_Requirement_
Please retype all the records below exactly as they read.

= = = =

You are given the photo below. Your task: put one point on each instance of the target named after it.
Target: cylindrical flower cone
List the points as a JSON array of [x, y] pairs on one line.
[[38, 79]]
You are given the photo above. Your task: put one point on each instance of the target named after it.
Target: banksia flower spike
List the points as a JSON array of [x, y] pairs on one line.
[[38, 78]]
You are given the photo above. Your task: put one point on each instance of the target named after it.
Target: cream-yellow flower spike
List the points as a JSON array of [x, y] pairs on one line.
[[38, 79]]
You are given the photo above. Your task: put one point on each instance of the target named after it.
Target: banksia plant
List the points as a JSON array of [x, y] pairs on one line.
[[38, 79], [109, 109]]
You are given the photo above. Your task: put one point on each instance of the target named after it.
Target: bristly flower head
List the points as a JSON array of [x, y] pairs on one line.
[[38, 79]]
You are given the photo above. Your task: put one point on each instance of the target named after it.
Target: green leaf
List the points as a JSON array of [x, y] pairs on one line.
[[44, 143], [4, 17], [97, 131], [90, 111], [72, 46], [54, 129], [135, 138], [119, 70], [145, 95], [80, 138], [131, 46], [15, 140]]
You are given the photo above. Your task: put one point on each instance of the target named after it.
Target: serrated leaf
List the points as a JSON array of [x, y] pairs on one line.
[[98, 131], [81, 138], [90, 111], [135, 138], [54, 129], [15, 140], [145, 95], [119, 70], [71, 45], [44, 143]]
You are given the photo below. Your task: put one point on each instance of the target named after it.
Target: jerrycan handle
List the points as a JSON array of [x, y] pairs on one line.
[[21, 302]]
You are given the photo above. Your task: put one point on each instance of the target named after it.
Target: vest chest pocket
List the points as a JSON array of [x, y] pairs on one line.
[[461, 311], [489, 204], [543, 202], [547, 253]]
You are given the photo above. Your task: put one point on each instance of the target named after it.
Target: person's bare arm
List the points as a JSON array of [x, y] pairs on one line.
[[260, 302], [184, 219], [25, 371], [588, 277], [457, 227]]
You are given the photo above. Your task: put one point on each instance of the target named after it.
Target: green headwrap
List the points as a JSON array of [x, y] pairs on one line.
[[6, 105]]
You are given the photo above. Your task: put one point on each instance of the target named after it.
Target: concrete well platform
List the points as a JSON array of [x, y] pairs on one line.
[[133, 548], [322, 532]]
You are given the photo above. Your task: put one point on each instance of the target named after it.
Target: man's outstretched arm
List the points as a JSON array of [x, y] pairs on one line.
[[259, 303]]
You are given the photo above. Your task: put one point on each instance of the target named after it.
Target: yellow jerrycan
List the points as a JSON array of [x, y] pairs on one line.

= = = =

_Result for this task_
You are given the photo below. Your task: put one point on each instance of the target named after it.
Target: cylindrical flower cone
List the points as a JSON array of [x, y] pairs on one line.
[[38, 79]]
You are given the photo above. Your task: put one point on each instance of the target named after it.
Target: banksia flower spike
List the points as a JSON array of [x, y] pairs on one line.
[[38, 78]]
You are given the photo above. Your task: put one point on each instance of the target named after it.
Target: cream-yellow flower spike
List the points as a JSON array of [x, y] pairs on one line.
[[38, 79]]
You are given the photo above. Your task: put one point on each instance of the target named after it.
Target: banksia plant
List the points as a JSON array of [x, y] pairs on one line.
[[38, 79], [109, 109]]
You are given the photo above. Your task: put one point on each instance of the target named after it.
Target: bristly flower head
List the points as a JSON array of [x, y] pairs on one line.
[[38, 79]]
You are given the photo above. Your task: put one point on each instance of the target named after it.
Target: green leaf
List the points as a JSON array of [x, y] pairs on one line.
[[44, 143], [4, 17], [97, 131], [90, 111], [72, 46], [54, 129], [135, 138], [119, 70], [145, 95], [80, 138], [131, 46], [15, 140]]
You are given the photo above. Your task: put one point on each instance of the target named after it.
Target: serrated leaf
List the points as a JSON array of [x, y] pairs on one line.
[[98, 131], [81, 138], [90, 111], [135, 138], [54, 129], [15, 140], [145, 95], [119, 70], [71, 45], [44, 143]]
You are given the photo below. Your task: put one point on each instance of the target named after it.
Target: jerrycan handle
List the points as a JSON array of [x, y] pairs on one line.
[[21, 302]]
You are given the photo above. Your task: put one point on each instance of the target named after it.
Target: vest chest pocket
List the points as a JSON array of [x, y] pairs on one line.
[[461, 311], [489, 204], [543, 202], [547, 253]]
You are given the photo above. Your task: put one point on each instance of the target named after it.
Target: person's bare arm
List the points as a JSON array of [x, y] pairs on one line.
[[260, 302], [184, 219], [25, 371], [588, 277], [457, 227]]
You are given the photo above. Your task: put one point on each instance of the target named after it.
Target: green headwrap
List the points as a JSON array of [x, y] pairs on one line.
[[6, 105]]
You are given the photo above. Your task: put one point on each instance of the target named after it.
Target: concrete well platform
List the points as a JSON array of [x, y] pairs on one line.
[[133, 548], [322, 532]]
You are given the photo above. Your task: put one point on each instance of the target named after it.
Target: man's outstretched arm
List the points as a JSON array of [x, y] pairs on one line.
[[259, 303]]
You are given the photo above. Your task: put one point on each instance of the target named after it.
Target: yellow jerrycan
List the points as a JSON array of [x, y] pairs on one line.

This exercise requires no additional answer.